What to produce
A complete, exact copy of the records is needed here.

Extracted information
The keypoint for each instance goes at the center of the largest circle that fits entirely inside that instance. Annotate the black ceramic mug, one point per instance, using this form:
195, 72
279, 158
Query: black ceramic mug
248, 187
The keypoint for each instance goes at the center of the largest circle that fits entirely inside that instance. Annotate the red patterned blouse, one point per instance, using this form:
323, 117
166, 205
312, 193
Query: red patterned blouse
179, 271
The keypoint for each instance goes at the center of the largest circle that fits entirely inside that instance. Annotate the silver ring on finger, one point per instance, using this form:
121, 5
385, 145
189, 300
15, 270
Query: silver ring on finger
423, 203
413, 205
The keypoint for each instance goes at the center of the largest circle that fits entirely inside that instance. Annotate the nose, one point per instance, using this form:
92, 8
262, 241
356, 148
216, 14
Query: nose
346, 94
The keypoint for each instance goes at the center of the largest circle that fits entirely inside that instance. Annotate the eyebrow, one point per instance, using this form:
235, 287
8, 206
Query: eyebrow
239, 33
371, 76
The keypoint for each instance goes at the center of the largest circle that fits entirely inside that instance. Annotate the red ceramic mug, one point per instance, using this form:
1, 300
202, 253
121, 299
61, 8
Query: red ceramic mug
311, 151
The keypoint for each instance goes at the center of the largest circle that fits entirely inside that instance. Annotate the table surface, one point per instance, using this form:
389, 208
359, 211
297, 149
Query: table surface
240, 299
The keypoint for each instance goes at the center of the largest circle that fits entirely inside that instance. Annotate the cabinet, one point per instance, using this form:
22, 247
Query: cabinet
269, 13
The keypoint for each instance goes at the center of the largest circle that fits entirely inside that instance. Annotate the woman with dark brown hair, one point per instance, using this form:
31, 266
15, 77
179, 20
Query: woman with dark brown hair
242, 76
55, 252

Answer section
The keypoint for each instance goes at the center of the largest circle that fits entirely inside that instance. Annotate the black ceramic mug, one point per instance, using this form:
195, 72
279, 158
Query: black ceramic mug
248, 187
The keypoint for each instance goes at the center of the largest circle that fits entirely inside that instance. Annotate the red patterned blouse, one point per instance, using this form:
323, 117
166, 205
312, 193
Query: red patterned blouse
179, 271
The keypoint for each instance goes at the center of the largest circle that fits entirely inside that instance. Annotate the silver ring on finger, one point per instance, using this form:
121, 5
385, 145
189, 300
15, 270
Query: silver ring on finger
423, 203
413, 205
The keypoint for each instance goes at the center of the largest circle that fits entirely inside that instance. Annotate the nose, one point per instance, using this form:
92, 8
262, 241
356, 148
216, 14
Query: nose
346, 94
The keypoint for each instance goes at the center of the largest circle that fits entirely inside that instance. Annotate the eyebrow, one point per instance, using this form:
235, 287
8, 206
Query: eyebrow
239, 33
371, 76
The keypoint for each instance goes at the center of the largest circle that fits entirely inside that instance. Annotate the red ceramic mug, one point per instance, using this form:
1, 300
202, 253
121, 299
61, 8
Query: red ceramic mug
311, 151
The keypoint for each instance goes at the center of the largest circle that fits entirely inside that instance. Annotate the table surface, one point per instance, using this form:
389, 208
359, 211
297, 149
Query: table surface
240, 299
The keypoint for each instance goes at the center of the largest circle that fits entirely inside that instance. Annotate the cabinet, one point per instance, using this form:
22, 247
Query: cabinet
269, 13
The keypoint for each instance goes at the center of the largest circle that fits entirely inside that instance. Annotate the woman with dark brown hair, one point per instance, using this form:
31, 266
15, 77
179, 20
Query: woman with dark brown hair
242, 76
55, 252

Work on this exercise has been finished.